- **Task**
Rewrite the material from its start through the line containing "rough mask: <svg", replacing "corrections" with "adjustments" and leaving everything else unchanged. Omit the pictures from your answer.

Collected data:
───

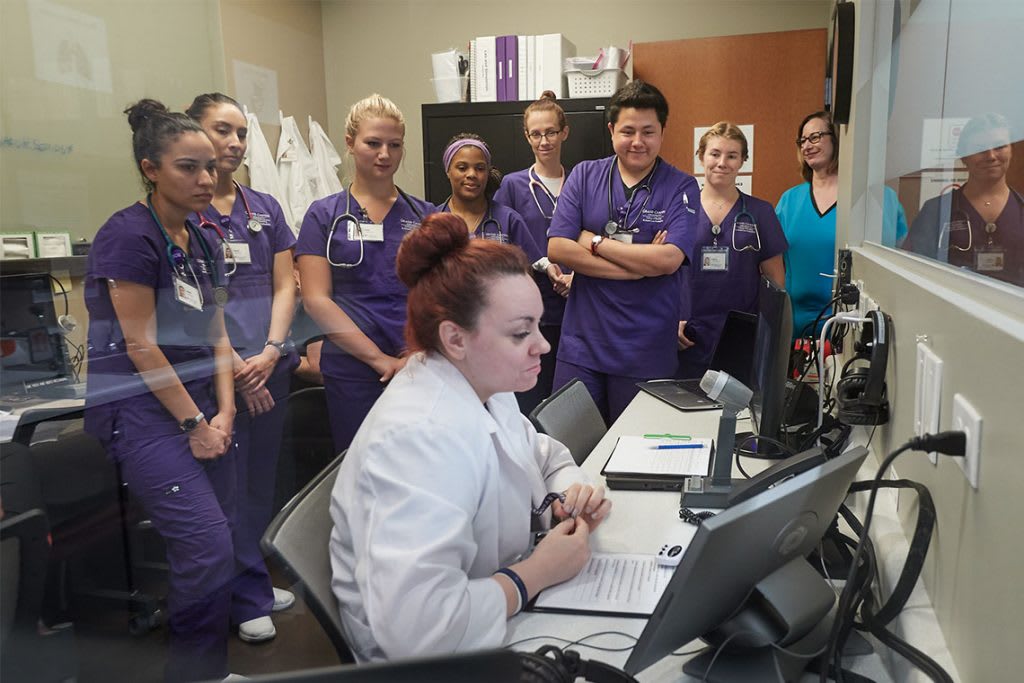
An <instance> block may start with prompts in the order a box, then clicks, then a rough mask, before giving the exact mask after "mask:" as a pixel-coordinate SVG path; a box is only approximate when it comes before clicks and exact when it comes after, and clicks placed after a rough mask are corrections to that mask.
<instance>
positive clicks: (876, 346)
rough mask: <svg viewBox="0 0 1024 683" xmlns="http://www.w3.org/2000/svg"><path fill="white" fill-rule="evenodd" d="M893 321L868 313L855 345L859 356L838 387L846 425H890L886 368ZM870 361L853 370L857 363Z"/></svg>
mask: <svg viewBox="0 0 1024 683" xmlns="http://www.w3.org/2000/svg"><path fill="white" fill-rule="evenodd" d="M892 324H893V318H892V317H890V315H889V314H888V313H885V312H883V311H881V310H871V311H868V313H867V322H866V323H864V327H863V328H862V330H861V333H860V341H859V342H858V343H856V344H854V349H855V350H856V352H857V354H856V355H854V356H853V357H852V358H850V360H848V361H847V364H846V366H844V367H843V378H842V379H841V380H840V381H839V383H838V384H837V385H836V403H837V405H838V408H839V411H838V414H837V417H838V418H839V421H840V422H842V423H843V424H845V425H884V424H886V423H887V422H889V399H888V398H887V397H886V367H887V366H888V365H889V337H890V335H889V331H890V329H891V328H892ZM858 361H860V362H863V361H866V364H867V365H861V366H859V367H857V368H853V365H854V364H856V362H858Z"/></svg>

───

- **Exercise response**
An <instance> block may start with prompts in the order a box, then clicks, then a rough mask, before giving the exact mask after "mask:" as a pixel-coordinate SVG path; a box is only approximate when it comes before clicks and exact when it comes after, and clicks placed after a rough mask are adjustments to that mask.
<instance>
positive clicks: (876, 346)
rough mask: <svg viewBox="0 0 1024 683" xmlns="http://www.w3.org/2000/svg"><path fill="white" fill-rule="evenodd" d="M893 321L868 313L855 345L859 356L838 387L846 425H890L886 368ZM870 361L853 370L857 363Z"/></svg>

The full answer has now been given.